(Auszug aus einem Datensatz)
================

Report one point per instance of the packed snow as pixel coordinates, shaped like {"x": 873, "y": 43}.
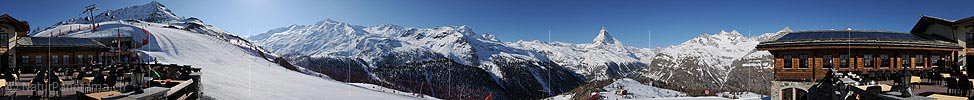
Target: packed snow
{"x": 231, "y": 71}
{"x": 629, "y": 89}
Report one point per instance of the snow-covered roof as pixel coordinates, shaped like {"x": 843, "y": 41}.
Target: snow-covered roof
{"x": 856, "y": 38}
{"x": 58, "y": 42}
{"x": 20, "y": 26}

================

Gestellte Aufgabe:
Zitieren Sie die obigen Daten vollständig und Zeile für Zeile wortgetreu. Lassen Sie dabei die Bilder weg.

Die Antwort:
Report one point per instance of the packed snow as pixel coordinates, shaped like {"x": 873, "y": 43}.
Target: packed snow
{"x": 231, "y": 71}
{"x": 629, "y": 89}
Report one point per instance of the snow-covered roof as pixel coordinates, shaped like {"x": 843, "y": 41}.
Target: snow-covered roof
{"x": 856, "y": 38}
{"x": 58, "y": 42}
{"x": 20, "y": 26}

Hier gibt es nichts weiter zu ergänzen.